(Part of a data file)

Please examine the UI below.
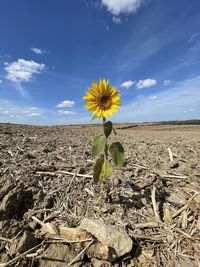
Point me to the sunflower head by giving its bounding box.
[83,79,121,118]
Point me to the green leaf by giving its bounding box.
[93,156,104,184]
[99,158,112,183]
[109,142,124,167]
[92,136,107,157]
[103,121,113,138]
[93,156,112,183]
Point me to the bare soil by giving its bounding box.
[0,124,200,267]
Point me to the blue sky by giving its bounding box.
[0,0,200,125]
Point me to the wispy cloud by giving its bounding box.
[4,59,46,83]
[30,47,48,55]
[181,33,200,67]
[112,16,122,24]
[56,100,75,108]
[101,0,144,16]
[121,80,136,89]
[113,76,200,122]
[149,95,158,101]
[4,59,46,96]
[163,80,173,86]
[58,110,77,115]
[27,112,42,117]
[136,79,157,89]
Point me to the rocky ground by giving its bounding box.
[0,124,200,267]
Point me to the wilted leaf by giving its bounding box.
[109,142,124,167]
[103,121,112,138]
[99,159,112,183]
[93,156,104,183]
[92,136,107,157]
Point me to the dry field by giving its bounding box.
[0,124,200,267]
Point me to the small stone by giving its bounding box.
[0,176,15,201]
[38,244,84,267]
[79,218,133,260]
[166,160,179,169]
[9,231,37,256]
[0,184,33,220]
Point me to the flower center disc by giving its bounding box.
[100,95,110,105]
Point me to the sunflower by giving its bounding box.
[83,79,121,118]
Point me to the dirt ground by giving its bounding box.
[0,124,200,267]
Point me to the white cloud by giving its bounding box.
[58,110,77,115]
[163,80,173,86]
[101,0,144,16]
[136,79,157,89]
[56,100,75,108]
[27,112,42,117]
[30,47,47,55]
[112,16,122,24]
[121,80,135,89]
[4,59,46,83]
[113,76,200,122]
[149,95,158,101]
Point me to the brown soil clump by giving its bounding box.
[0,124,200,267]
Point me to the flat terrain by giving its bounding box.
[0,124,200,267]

---

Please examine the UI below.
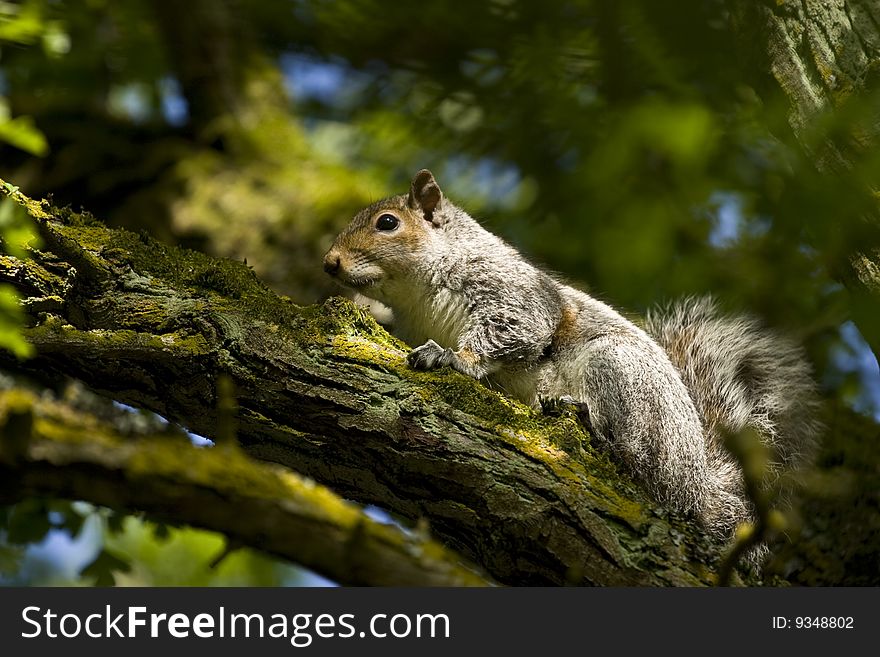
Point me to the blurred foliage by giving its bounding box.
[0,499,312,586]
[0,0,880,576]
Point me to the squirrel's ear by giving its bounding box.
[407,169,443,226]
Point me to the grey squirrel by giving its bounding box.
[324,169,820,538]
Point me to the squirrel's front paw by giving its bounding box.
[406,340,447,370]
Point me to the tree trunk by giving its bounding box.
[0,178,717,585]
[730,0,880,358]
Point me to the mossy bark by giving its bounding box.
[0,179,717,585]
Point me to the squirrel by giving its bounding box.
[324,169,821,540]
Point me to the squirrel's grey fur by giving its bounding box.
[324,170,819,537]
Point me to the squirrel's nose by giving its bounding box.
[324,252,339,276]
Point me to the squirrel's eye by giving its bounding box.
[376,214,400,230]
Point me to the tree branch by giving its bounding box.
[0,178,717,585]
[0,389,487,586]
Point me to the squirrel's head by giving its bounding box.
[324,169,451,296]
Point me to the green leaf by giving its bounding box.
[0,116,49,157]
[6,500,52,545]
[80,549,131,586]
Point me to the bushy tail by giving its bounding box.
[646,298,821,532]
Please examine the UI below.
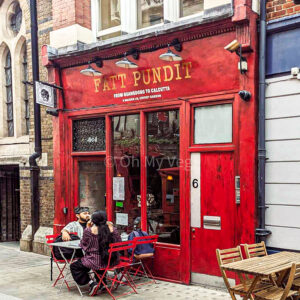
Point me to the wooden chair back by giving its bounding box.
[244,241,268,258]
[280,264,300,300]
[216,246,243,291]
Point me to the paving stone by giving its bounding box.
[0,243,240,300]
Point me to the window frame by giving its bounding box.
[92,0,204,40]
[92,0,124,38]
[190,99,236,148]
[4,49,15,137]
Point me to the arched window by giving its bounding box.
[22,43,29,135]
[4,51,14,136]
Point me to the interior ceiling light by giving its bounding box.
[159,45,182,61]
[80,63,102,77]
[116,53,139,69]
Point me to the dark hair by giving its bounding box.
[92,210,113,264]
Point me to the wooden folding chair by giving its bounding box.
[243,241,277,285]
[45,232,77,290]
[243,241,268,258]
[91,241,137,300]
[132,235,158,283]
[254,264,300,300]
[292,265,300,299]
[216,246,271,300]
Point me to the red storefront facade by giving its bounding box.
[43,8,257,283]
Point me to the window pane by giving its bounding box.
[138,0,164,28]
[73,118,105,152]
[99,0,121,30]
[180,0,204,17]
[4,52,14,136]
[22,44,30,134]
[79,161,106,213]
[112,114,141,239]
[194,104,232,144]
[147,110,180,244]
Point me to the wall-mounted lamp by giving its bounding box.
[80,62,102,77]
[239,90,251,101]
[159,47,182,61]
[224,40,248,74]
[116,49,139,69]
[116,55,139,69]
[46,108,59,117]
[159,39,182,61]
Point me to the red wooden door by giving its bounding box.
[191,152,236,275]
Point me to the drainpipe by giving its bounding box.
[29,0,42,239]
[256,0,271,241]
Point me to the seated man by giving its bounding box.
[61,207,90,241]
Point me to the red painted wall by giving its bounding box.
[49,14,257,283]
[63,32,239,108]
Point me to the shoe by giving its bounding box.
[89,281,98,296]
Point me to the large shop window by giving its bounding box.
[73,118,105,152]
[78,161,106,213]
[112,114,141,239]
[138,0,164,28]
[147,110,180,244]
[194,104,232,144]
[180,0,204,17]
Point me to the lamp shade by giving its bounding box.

==

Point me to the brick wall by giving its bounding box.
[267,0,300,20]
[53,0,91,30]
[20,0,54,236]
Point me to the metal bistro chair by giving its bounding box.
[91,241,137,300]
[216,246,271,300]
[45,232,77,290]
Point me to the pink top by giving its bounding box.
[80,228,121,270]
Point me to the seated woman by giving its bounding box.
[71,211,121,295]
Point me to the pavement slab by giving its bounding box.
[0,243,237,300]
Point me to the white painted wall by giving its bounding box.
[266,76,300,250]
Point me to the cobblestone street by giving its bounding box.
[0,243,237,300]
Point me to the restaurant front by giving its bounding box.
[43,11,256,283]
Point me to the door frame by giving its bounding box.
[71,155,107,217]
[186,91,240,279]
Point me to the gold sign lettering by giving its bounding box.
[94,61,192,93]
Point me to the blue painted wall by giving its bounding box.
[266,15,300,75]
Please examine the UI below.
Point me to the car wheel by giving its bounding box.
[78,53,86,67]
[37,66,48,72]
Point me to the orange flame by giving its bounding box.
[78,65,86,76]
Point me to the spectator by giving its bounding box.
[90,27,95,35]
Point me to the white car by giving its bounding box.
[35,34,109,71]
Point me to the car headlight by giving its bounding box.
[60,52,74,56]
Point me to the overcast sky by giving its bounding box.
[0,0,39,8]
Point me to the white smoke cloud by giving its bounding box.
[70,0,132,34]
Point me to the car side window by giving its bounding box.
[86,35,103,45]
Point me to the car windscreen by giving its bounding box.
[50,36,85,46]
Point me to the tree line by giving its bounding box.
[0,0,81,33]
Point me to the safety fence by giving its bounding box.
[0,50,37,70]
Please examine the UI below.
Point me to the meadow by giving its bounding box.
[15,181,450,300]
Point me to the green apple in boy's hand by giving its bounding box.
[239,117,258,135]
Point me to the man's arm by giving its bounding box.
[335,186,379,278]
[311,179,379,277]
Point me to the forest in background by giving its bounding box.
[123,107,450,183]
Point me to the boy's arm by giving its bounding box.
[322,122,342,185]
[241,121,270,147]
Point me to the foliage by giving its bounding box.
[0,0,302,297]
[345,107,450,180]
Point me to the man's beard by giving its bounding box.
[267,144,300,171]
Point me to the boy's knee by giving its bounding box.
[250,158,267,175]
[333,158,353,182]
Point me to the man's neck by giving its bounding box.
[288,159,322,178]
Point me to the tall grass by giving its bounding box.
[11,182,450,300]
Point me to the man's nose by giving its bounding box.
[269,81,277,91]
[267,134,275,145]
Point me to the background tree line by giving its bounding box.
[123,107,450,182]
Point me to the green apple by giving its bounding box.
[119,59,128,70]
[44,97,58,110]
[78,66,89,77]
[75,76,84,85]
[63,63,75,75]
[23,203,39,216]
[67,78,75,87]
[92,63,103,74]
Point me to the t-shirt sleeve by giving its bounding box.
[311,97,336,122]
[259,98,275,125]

### Exercise goal
Copy out the lines of the items above, from the line containing "Point me to the paving" through the line containing "[43,8,257,283]", both of those lines included, without changing anything in them.

### Exercise result
Point me to the paving stone by giving its bounding box.
[0,243,240,300]
Point me to the window frame by giving its bounding box.
[92,0,204,40]
[92,0,124,38]
[190,99,236,148]
[4,49,15,137]
Point me to the arched window by giving its bounding box.
[22,43,29,135]
[4,51,14,136]
Point me to the interior ceiling light by giving its bounding box.
[159,45,182,61]
[80,63,102,77]
[116,53,139,69]
Point me to the dark hair by giving its bounding box.
[92,210,113,264]
Point me to the wooden folding chair by giving its bounding box.
[243,241,277,285]
[45,232,77,290]
[243,241,268,258]
[91,241,137,300]
[132,235,158,283]
[254,264,300,300]
[292,265,300,299]
[216,246,271,300]
Point me to the red storefront facade by giving its bounding box.
[43,8,257,283]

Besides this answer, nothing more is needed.